__Exercise details__:
Type out all the records once more, exactly.

__Raw data__:
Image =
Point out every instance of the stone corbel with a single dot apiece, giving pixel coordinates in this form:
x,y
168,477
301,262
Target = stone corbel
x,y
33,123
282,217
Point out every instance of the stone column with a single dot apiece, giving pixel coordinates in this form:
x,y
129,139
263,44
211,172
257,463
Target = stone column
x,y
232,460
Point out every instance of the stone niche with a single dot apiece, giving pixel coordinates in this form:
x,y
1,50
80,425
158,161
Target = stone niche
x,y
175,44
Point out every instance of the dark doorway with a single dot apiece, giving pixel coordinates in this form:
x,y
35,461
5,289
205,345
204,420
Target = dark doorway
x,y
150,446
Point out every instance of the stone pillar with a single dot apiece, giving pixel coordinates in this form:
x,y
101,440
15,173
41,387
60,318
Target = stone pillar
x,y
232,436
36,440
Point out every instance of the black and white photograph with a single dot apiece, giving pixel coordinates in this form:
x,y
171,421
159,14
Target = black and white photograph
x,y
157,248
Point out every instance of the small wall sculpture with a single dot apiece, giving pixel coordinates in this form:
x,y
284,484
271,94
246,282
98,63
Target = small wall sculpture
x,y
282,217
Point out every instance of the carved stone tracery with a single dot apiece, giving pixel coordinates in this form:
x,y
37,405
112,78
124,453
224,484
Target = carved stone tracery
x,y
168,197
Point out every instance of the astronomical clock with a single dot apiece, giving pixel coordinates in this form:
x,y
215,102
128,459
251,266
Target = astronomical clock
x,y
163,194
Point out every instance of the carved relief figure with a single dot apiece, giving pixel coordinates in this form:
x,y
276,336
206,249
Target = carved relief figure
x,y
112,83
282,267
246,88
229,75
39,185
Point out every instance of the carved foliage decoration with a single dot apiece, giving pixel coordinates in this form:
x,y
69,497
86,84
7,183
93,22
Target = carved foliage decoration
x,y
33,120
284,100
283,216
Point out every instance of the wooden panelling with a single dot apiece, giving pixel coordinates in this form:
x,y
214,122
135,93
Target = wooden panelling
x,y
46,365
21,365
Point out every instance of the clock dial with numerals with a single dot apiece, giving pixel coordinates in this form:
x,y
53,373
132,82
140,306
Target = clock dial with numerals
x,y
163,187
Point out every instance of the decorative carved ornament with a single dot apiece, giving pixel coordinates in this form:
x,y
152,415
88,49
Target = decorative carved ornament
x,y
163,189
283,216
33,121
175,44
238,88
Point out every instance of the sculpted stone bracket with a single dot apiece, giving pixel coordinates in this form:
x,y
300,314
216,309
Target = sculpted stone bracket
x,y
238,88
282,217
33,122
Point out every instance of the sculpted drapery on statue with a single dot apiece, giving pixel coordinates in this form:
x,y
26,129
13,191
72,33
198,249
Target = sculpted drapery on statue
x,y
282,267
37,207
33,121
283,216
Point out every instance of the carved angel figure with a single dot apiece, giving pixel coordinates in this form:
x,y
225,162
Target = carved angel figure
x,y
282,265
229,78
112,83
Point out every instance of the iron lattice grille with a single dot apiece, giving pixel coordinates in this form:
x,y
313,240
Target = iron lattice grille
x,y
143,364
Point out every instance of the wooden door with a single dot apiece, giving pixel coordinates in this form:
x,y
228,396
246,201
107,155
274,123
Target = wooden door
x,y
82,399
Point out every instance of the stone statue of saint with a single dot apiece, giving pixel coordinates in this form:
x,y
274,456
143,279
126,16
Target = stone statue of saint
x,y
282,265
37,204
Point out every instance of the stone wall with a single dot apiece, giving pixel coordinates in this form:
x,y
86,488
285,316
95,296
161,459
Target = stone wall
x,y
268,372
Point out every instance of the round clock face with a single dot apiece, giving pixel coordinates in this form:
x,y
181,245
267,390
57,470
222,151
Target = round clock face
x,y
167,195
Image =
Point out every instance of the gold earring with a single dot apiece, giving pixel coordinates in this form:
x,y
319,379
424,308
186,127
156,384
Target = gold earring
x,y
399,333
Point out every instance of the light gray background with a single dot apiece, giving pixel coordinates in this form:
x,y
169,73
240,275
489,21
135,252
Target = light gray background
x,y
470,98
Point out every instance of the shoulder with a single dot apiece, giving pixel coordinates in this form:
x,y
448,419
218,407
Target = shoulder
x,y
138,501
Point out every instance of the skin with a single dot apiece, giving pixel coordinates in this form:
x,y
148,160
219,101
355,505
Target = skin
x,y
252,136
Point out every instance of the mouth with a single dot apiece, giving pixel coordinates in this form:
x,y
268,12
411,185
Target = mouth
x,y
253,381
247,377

__Result__:
Image =
Point out every instance of the stone corbel with a single dot apiece, giving pixel coordinates in this form:
x,y
168,477
301,262
Target = stone corbel
x,y
33,123
282,217
Point out every instance of the stone column with a single dot apiece, giving pixel coordinates in this form:
x,y
129,139
263,44
211,172
257,463
Target = stone column
x,y
232,460
Point out every instance of the stone niche with a single dot apiece, giving pixel coordinates in this form:
x,y
1,50
80,425
158,161
Target = stone niche
x,y
175,44
Point out every instance of the dark doorway with a single dot apiece, giving pixel coordinates in this form:
x,y
35,461
5,289
205,345
204,420
Target = dark doorway
x,y
150,446
Point out every instance of the stone pillar with a single dot apiece, giving pixel coordinates in this form:
x,y
101,440
15,173
41,387
60,318
Target = stone pillar
x,y
232,436
36,440
Point out every instance of the black and white photograph with a single dot apiece, giving pixel coordinates in this form:
x,y
171,421
159,14
Target = black and white photograph
x,y
157,248
Point out every instance of the small wall sculpture with a single dot apiece, giving pixel coordinates in this form:
x,y
284,484
271,94
246,282
98,63
Target = small wall sculpture
x,y
282,217
Point out every instance of the carved stone tracery with a single dot apiece, giving pixel coordinates in this form:
x,y
37,405
112,78
124,453
224,484
Target = carved stone tracery
x,y
168,197
Point out every instance of the astronomical clock with a single dot apiece, giving pixel coordinates in this form:
x,y
215,102
128,459
251,266
Target = astronomical clock
x,y
163,194
Point out every instance of the carved relief figure with a single dot apiece, giving pixel coordinates in this form:
x,y
276,336
206,249
Target = carved relief figure
x,y
112,83
282,267
246,88
229,75
39,185
Point out every instance of the carved foliage decoration with a single dot apiece, giving pixel coordinates in this form:
x,y
69,497
86,84
7,183
93,22
Target = carved foliage decoration
x,y
33,120
284,100
283,216
Point out every instance of the wooden panelling with a single dot apiece, giving pixel coordinates in this form:
x,y
214,122
135,93
Target = wooden panelling
x,y
46,365
21,365
Point out every instance of the clock dial with numerals with a single dot apiece, giving pixel coordinates in this form:
x,y
53,373
132,82
140,306
Target = clock dial with numerals
x,y
163,187
Point out every instance of the decorative carved ornament with a single dot apiece, giving pixel coordinates in this form:
x,y
152,415
88,49
Target = decorative carved ornament
x,y
163,189
283,216
33,121
175,44
238,88
Point out every instance of the sculpted stone bracket with a single dot apiece, giving pixel coordinates in this form:
x,y
300,314
216,309
Target = sculpted stone bracket
x,y
238,88
282,217
33,122
Point out every instance of the sculpted drapery on statue with a single dot apiece, giving pixel coordinates in this form:
x,y
26,129
13,191
72,33
198,249
Target = sculpted drapery on statue
x,y
282,267
37,207
33,121
283,216
Point out every instance of the carved angel figure with a single dot apiece, giving pixel coordinates in this form:
x,y
225,162
Target = carved angel figure
x,y
282,265
229,78
112,83
Point out every instance of the iron lattice grille with a single dot apiece, giving pixel coordinates in this form:
x,y
313,240
Target = iron lattice grille
x,y
143,364
Point out every instance of the wooden door with a single dot apiece, giving pixel coordinates in this form:
x,y
228,396
246,201
107,155
274,123
Target = wooden door
x,y
82,399
Point out every instance of the stone statue of saint with a single dot apiece, giving pixel coordinates in this form:
x,y
274,456
143,279
126,16
Target = stone statue of saint
x,y
282,265
37,204
Point out every instance of the stone wall with a single dot apiece, giving pixel coordinates in this form:
x,y
86,488
285,316
95,296
161,459
Target = stone wall
x,y
268,372
Point out every instance of the round clock face with a single dot apiece, giving pixel coordinates in this form:
x,y
181,245
267,390
57,470
222,151
Target = round clock face
x,y
167,195
Image =
Point out every instance of the gold earring with a single dot apiece, giving pixel coordinates in this form:
x,y
319,379
424,308
186,127
156,384
Target = gold earring
x,y
399,333
Point out every instance of the light gray background with a single dot apiece, giving pixel coordinates in this form:
x,y
169,73
240,275
489,21
135,252
Target = light gray background
x,y
470,98
Point out every instance of the shoulder with a single dot apiece, giving pixel coordinates in this form:
x,y
448,419
218,407
Target = shoulder
x,y
138,501
Point out every instance of the skin with a single dot apiece, giving pixel coordinates in this form:
x,y
148,160
219,101
355,505
Target = skin
x,y
252,136
Point out every instance of the mouth with a single dot apiece, giving pixel coordinates in this form:
x,y
268,12
411,185
Target = mouth
x,y
253,381
247,377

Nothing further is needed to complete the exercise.